What needs to be done
Return each line of the records that contains the string "tram", matching upper and lower case exactly.

Extracted records
-- Begin --
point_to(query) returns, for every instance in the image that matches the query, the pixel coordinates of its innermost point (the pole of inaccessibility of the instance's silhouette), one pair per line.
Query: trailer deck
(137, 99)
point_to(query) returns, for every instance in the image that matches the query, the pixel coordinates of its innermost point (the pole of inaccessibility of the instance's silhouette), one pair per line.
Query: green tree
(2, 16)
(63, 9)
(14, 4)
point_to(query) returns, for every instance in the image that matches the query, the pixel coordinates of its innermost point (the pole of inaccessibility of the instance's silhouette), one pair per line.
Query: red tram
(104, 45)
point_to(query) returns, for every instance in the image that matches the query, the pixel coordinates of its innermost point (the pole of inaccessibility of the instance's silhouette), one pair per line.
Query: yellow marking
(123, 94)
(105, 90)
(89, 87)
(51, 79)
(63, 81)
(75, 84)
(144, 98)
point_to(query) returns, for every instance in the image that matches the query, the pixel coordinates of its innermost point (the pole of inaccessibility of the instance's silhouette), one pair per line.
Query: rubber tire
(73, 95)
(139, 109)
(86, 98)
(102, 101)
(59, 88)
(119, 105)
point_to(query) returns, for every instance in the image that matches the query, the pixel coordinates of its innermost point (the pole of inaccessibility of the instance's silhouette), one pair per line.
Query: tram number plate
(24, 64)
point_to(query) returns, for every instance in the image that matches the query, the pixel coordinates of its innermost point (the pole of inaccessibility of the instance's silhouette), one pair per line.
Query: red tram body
-- End --
Exercise response
Query: red tram
Query: tram number plate
Query: red tram body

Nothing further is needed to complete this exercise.